## Tareas del ejercicio
[1] Responde estas preguntas sobre el texto del mejillón cebra:
(a) ¿Cuántas muestras se tomaron en la campaña de 2010?
(b) ¿Qué dos embalses repiten como clasificados en riesgo?
(c) ¿En cuántos embalses se hacen cada verano los muestreos de larvas?
[2] Imprime el fragmento del texto del mejillón cebra que va de "Además, repiten como" a "detección de larvas.".
[3] ¿En qué embalses sigue habiendo adultos de mejillón cebra, según el texto del mejillón cebra? Nómbralos todos.

## Sección de texto

++++++

# MEDIO FÍSICO > Embalses > Ebro >  La plaga del mejillón cebra se estanca en los pantanos de la cuenca del río Ebro

## sergi1907

*La Confederación Hidrográfica del Ebro (CHE) ha finalizado la campaña de muestreo de larvas de mejillón cebra en masas de agua de toda la Cuenca correspondiente al año 2010. Esta actuación de detección precoz ha consistido en la toma de 983 muestras en 296 puntos distintos y los resultados obtenidos, confirman que no ha habido ningún caso nuevo de presencia larvaria.*

Los embalses con presencia de adultos de mejillón cebra siguen siendo Mequinensa, Ribarroja, Flix, Sobrón y Calanda y se ha vuelto a detectar larvas en Talarn, Rialb, Sant Llorenç de Montgai, Lanuza, Búbal, Sabiñánigo, Ullíbarri, La Tranquera y Utchexa. 
Además, repiten como embalses clasificados en riesgo: La Estanca de Alcañiz y Civán, ambos por encontrarse aguas abajo del embalse de Calanda.
Los muestreos de larvas de mejillón cebra se realizan cada verano en 64 embalses de toda la Cuenca. Esta medida se integra en el Plan de Choque contra el mejillón cebra y permite conocer el mapa de afección real y potencial de la Cuenca, que la Confederación hace público cada año. 
Como novedad, en la campaña 2010 se ha establecido una clasificación de los embalses para planificar los muestreos según una valoración previa de riesgo de invasión del molusco y se han intensificado los análisis. Además del muestreo de agua superficial de años anteriores, se ha realizado la modalidad con pesca vertical y se han aplicado innovadoras técnicas genéticas de detección de larvas.
En concreto, este año se han efectuado 983 tomas de muestra entre los meses de mayo y setiembre, con una periodicidad quincenal o mensual. La detección se ha centrado en los embalses navegables y para asegurar el control de cada una de las masas de agua, se han tomado muestras en varios puntos hasta alcanzar un total de 296 puntos de muestreo.
Los resultados obtenidos han confirmado que no ha habido ningún caso nuevo en el que se haya detectado presencia larvaria por lo que no se ha clasificado ningún nuevo embalse como afectado por esta plaga.
La CHE participa de forma activa en actividades de control, normativas, divulgativas y de investigación en coordinación con las Comunidades Autónomas, administraciones con competencia medioambiental y en el control de especies invasoras. 

http://www.lamanyana.es/web/html/lan...rtida=00:00:01

----------


## F. Lázaro

A ver si los biólogos sacan algo que mate a toda esa peste  :Roll Eyes (Sarcastic):  sin que interfiera con el resto del medio... sería perfecto, pero por desgracia, creo que estamos lejos aún de eso... :Frown: 

Vaya engorro de mejillón, encima no valen ni para echarlos al arroz  :Embarrassment:  :Mad: 

Un saludo.

++++++

## Material mostrado
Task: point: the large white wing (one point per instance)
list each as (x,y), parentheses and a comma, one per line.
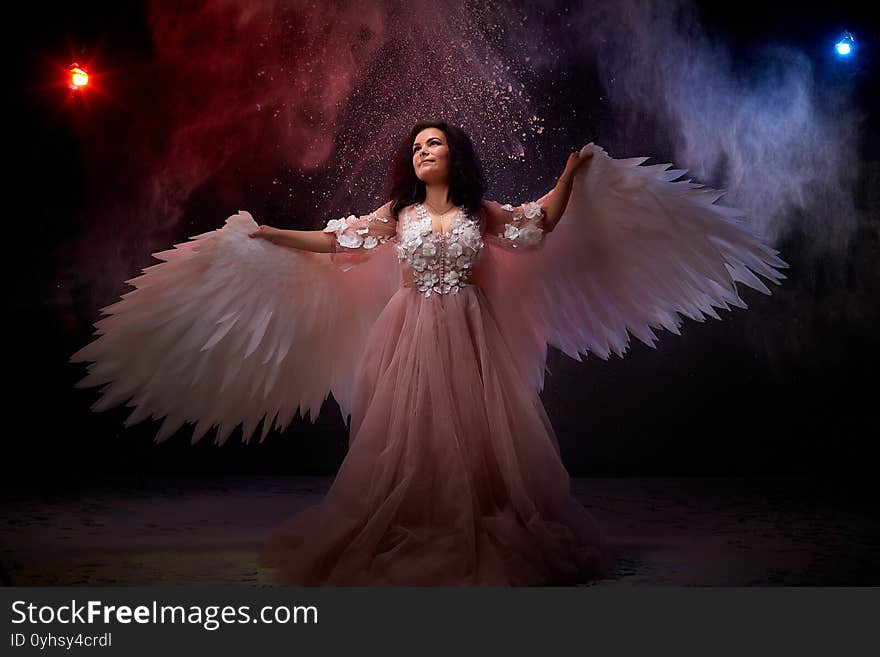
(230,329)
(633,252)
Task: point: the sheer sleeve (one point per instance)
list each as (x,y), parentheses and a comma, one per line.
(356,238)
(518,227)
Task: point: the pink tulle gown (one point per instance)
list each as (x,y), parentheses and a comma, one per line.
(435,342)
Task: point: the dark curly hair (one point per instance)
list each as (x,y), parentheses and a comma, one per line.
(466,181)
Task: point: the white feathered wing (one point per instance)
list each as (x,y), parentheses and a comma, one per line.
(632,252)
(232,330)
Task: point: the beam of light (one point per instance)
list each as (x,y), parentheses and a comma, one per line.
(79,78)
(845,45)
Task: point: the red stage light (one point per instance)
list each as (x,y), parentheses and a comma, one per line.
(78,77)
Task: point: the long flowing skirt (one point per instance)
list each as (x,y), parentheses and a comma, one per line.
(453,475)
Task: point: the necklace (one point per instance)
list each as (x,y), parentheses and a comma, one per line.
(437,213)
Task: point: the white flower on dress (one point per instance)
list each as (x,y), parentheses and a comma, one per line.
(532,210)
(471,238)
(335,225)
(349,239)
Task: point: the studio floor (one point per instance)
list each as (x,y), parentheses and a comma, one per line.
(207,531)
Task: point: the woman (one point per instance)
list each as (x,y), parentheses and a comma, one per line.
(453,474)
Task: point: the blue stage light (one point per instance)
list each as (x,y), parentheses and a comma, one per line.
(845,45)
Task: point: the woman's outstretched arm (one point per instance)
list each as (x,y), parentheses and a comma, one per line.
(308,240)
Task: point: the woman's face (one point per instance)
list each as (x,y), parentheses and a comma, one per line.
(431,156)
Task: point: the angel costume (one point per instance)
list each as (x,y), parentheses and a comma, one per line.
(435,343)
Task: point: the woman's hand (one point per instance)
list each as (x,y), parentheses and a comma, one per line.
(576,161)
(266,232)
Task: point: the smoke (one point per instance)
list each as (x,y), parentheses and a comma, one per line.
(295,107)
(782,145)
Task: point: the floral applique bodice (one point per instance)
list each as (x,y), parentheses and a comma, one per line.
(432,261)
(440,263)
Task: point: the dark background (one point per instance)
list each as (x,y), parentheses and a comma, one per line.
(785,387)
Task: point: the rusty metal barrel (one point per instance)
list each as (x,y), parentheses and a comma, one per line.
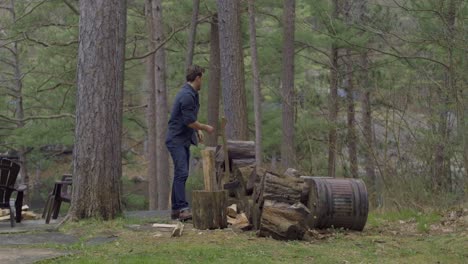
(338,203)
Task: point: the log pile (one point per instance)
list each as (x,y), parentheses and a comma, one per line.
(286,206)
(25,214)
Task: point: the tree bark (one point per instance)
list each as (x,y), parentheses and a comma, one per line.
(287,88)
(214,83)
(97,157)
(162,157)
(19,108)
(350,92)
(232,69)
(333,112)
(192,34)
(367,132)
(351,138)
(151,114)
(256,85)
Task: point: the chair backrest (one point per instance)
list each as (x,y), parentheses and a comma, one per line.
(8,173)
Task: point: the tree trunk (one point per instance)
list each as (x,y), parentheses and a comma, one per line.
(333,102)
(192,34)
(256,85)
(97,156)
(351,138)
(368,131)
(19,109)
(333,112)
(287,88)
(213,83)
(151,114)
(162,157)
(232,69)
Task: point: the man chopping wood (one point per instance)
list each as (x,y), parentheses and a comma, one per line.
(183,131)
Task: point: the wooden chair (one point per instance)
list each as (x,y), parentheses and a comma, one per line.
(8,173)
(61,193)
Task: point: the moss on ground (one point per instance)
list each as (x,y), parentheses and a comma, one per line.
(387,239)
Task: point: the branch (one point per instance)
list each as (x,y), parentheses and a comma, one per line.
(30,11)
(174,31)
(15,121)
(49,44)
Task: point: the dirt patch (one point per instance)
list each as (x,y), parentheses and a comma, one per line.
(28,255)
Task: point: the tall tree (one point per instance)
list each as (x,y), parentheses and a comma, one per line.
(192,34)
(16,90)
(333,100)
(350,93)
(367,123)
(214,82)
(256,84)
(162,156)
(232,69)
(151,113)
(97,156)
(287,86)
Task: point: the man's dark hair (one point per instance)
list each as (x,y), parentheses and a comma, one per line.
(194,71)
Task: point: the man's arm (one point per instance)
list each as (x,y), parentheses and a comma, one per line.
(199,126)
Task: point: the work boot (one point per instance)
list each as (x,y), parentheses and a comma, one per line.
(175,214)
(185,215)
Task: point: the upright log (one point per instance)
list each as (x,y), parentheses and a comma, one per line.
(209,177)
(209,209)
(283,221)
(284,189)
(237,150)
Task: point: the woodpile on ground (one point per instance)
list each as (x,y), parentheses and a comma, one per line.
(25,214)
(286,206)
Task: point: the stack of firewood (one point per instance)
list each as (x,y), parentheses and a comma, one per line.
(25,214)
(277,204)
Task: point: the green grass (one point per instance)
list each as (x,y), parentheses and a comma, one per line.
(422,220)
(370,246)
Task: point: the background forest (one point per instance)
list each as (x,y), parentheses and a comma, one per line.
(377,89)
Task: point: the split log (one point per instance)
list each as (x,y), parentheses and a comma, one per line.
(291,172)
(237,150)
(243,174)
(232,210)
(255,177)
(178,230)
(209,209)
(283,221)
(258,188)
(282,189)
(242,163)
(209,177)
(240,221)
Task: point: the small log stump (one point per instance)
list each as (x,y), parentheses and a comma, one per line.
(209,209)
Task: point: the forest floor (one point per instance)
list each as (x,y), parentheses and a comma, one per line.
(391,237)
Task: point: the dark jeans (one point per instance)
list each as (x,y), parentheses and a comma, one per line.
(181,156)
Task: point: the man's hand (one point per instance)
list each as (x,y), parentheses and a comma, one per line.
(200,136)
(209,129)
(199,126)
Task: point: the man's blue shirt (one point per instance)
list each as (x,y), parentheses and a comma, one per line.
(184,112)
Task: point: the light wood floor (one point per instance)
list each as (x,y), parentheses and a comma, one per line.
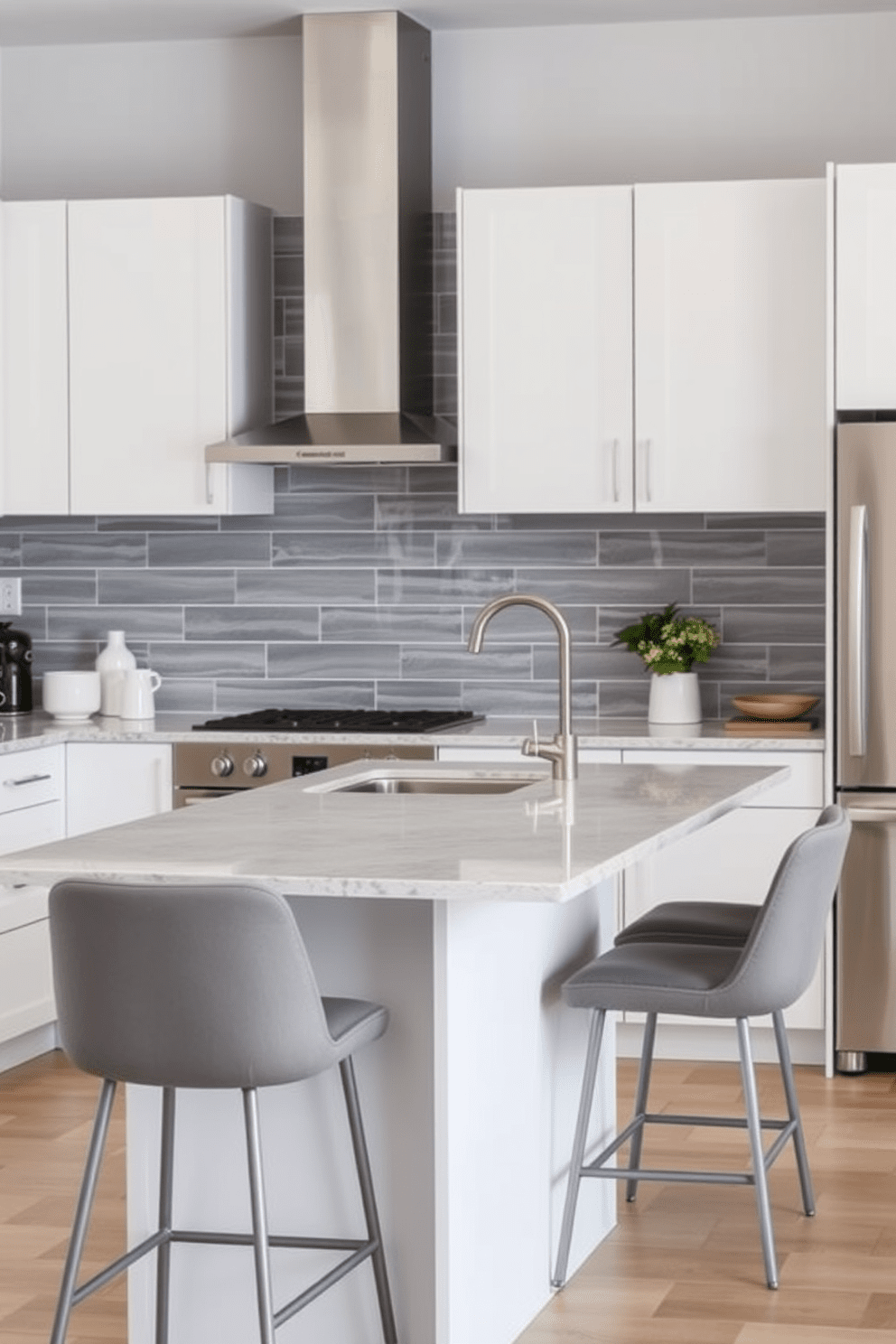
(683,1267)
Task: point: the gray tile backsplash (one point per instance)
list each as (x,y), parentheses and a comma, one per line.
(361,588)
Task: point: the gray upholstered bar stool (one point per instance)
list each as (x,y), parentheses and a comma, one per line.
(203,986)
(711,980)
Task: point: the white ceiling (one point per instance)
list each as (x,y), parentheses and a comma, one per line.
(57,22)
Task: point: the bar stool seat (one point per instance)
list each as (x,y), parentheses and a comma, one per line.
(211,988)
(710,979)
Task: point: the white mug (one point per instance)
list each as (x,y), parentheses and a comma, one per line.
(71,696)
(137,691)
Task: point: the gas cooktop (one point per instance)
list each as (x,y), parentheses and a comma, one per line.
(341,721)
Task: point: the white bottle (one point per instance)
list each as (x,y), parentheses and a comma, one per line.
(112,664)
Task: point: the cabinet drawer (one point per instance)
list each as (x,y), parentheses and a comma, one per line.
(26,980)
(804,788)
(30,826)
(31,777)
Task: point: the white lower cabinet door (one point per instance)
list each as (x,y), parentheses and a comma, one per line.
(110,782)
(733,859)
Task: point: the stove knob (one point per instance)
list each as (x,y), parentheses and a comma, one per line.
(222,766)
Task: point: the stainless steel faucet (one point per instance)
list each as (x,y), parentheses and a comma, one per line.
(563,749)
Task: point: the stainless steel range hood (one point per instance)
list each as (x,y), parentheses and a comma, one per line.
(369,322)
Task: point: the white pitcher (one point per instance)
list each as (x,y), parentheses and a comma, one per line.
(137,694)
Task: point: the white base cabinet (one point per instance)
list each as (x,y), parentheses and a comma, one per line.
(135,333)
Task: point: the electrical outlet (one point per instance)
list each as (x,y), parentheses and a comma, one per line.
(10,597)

++++++

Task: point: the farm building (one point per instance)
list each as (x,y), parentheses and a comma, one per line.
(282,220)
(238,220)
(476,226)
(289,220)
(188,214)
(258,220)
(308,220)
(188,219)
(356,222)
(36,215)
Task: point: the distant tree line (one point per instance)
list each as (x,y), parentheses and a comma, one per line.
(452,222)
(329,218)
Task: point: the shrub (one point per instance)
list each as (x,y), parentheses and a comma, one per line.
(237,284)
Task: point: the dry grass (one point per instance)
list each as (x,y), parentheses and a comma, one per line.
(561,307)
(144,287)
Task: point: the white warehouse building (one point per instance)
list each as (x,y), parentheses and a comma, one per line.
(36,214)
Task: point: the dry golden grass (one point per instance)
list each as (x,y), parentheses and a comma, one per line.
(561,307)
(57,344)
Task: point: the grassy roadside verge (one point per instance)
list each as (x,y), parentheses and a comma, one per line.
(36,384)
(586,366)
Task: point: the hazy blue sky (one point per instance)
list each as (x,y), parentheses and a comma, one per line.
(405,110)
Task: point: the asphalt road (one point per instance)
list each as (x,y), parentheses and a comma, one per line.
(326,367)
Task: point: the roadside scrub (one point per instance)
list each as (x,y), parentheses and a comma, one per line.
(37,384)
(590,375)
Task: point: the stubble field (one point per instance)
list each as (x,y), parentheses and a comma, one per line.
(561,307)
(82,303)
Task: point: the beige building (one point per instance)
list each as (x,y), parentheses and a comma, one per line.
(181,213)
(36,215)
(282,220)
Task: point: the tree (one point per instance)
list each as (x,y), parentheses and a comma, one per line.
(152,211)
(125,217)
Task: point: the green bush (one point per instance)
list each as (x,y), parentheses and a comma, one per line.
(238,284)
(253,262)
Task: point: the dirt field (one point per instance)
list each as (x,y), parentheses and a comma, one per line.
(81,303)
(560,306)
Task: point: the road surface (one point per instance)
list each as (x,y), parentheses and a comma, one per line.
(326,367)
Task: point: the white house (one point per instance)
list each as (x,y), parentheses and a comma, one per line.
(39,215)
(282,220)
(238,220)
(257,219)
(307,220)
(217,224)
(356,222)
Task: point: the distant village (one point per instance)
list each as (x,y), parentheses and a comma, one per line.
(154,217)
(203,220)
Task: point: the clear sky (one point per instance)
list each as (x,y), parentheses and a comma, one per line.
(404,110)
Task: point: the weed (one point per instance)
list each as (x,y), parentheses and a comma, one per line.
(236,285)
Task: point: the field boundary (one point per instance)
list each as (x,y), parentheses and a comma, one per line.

++++++

## Respuestas
[1]
(a) 983 muestras.
(b) La Estanca de Alcañiz y Civán.
(c) En 64 embalses.

[2]
Además, repiten como embalses clasificados en riesgo: La Estanca de Alcañiz y Civán, ambos por encontrarse aguas abajo del embalse de Calanda.
Los muestreos de larvas de mejillón cebra se realizan cada verano en 64 embalses de toda la Cuenca. Esta medida se integra en el Plan de Choque contra el mejillón cebra y permite conocer el mapa de afección real y potencial de la Cuenca, que la Confederación hace público cada año. 
Como novedad, en la campaña 2010 se ha establecido una clasificación de los embalses para planificar los muestreos según una valoración previa de riesgo de invasión del molusco y se han intensificado los análisis. Además del muestreo de agua superficial de años anteriores, se ha realizado la modalidad con pesca vertical y se han aplicado innovadoras técnicas genéticas de detección de larvas.

[3] Mequinensa, Ribarroja, Flix, Sobrón y Calanda.